> **PROBLEM STATEMENT**: Copy these lines word for word.

----------

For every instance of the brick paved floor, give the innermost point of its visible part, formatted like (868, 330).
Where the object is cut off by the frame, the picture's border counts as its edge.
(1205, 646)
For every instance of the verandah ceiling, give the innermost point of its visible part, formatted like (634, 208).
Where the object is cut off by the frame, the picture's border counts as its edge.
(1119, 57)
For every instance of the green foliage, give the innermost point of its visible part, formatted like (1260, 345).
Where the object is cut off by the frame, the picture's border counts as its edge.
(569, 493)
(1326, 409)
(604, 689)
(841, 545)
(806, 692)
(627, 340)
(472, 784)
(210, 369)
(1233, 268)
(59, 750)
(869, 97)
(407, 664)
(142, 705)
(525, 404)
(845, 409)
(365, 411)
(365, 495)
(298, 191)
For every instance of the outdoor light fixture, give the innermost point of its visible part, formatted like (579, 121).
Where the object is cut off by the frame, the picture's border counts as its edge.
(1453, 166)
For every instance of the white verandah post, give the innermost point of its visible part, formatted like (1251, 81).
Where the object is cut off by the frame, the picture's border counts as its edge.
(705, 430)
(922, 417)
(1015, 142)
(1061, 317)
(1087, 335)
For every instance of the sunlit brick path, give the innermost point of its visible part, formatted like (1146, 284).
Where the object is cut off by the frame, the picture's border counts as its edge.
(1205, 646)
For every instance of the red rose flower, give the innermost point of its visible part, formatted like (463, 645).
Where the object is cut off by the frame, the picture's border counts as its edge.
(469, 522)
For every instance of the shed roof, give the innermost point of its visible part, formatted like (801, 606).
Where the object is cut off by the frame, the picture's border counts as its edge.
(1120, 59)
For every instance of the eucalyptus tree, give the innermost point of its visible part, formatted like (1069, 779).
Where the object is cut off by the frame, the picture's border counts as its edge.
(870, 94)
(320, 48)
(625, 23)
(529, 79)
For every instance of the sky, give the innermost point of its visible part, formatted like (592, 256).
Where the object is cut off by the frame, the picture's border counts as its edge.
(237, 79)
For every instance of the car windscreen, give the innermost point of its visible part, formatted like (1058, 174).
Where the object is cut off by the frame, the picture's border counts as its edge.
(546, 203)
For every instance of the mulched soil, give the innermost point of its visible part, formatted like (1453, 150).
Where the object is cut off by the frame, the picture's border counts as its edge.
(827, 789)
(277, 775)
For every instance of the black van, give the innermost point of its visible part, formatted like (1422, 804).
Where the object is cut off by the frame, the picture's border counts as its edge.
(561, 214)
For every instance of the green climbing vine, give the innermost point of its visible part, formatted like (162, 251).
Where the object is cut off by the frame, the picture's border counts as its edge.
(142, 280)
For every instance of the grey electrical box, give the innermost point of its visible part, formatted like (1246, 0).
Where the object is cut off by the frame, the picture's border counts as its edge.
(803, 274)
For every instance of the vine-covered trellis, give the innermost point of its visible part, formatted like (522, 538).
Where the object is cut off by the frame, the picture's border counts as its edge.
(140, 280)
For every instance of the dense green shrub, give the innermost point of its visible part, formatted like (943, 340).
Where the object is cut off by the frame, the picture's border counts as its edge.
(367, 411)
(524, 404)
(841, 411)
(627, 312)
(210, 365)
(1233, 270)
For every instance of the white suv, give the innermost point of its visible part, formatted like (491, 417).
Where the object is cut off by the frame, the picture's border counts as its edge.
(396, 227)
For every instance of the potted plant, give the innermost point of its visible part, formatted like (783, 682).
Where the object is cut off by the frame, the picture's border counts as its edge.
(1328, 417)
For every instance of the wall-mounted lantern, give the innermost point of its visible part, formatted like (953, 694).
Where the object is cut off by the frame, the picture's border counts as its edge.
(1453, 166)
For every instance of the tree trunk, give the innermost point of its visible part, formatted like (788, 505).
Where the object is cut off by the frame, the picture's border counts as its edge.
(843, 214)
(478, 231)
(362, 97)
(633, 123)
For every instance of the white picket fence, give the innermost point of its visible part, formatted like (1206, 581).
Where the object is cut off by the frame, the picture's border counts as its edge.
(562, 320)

----------

> **RESULT OF THIS EXERCISE**:
For every instance of the brick paved floor, give the innermost point of its visible part, formatted like (868, 330).
Where the object is cut off by the frame, the picture's border counts as its edge.
(1205, 646)
For every instance of the verandah ceiling, give the innermost point of its visible part, formatted like (634, 208).
Where the object is cut off by the frame, the picture's border counts as its edge.
(1119, 57)
For every instance of the green foliage, give the innermost point of its visible part, formatted like (1260, 345).
Where the object is cut off by the frame, the picture's border counts as its edge.
(569, 493)
(1326, 409)
(604, 689)
(841, 545)
(806, 692)
(627, 340)
(472, 784)
(210, 369)
(1233, 268)
(59, 750)
(869, 97)
(407, 664)
(142, 705)
(525, 404)
(845, 409)
(365, 411)
(365, 495)
(298, 191)
For every instance of the outdoor light fixture, give the innermost point of its visible part, formatted like (579, 121).
Where the object is cut off by the frame, the picture's border counts as its edge.
(1453, 166)
For every instance of the white verandah post, give the innermost point of its visible part, formatted like (1251, 81).
Where the object is cut off by the frame, the picture's border counts as its edge.
(705, 430)
(922, 417)
(1015, 142)
(1061, 317)
(1087, 335)
For every instance of the sunlit brick path, give the innermost point of its visible part, formatted like (1146, 284).
Where the object is cut off by the frame, the picture's border counts as its edge.
(1205, 646)
For every instance of the red rose flower, give the innermost point of its visible part, formatted like (463, 645).
Where the object is cut off by the frame, the picture's border counts as its edge.
(469, 522)
For every instance of the shed roof, give the innermost point of its visible part, formatted like (801, 606).
Where the object is cut off by the frame, the picture's border counts as its edge.
(1120, 59)
For every instance of the eucalyptus tree, give the innermost point of its visible part, formatted like (1069, 779).
Where the object is cut off by the frame, the picture's border counts as its edge.
(870, 94)
(320, 48)
(625, 23)
(529, 79)
For every instance of the sky, give the innermost point of its visible part, formatted like (592, 256).
Where the object is cut off by the frame, the picture's border counts as its edge.
(237, 79)
For every instance of the car windscreen, give the innermost point of its visible part, formatted like (1058, 174).
Where the object is cut off by the frame, the picture's border counts as its edge.
(546, 203)
For every instance of the mulched soil, give the innermost point of its visible part, formatted like (1453, 150).
Where the object is cut off by the frame, the picture's border counts as its edge.
(827, 789)
(277, 775)
For every instance of the black van, give the innermost point of its visible part, formatted like (1422, 804).
Where the object is cut off by the frame, the picture's border counts as its edge.
(561, 214)
For every instance of the green climbing vine, give the innermost point of its visible part, formatted like (162, 251).
Where the object is cut off by the frame, the picture's border counts as its edge.
(142, 280)
For every instance of the grey electrical box, give the innermost point of its visible part, formatted like (1246, 0).
Where the object is cut off by the frame, the picture's border counts as its edge.
(803, 274)
For every instance of the vine-covered trellis, give the innermost point of its visible part, formatted like (522, 538).
Where the object is cut off by the frame, the picture's border counts as its edge.
(140, 280)
For every instance of the dense green shrub, give the innermost point of its visible part, formatted like (943, 340).
Where the object is cut off by the frame, the picture's border counts as its edge.
(367, 411)
(524, 404)
(841, 411)
(627, 312)
(210, 365)
(1233, 270)
For every instance of the white suv, give the innermost point of its visible part, formatted like (491, 417).
Where the object is cut off by the frame, the picture's border counts as its edge.
(396, 227)
For every instance of the potted plant, give the innermost point of its visible part, formatted like (783, 682).
Where the object is cut off by the frame, the picture's border counts as its edge.
(1328, 417)
For every instance of the wall-mounted lantern, give the innermost point of its visible part, formatted like (953, 694).
Where the object is cut off by the frame, the picture's border counts as its edge.
(1453, 166)
For every instance of the tree trunk, give the innermost point of its visible part, formatted like (788, 505).
Where the object is cut off by the frame, the picture's border counts as its edge.
(843, 214)
(478, 231)
(362, 97)
(633, 123)
For every instance of the white picket fence, give the innermost point of its visible part, formatted like (1206, 581).
Where the object is cut off by the frame, the picture's border counts as its edge.
(562, 320)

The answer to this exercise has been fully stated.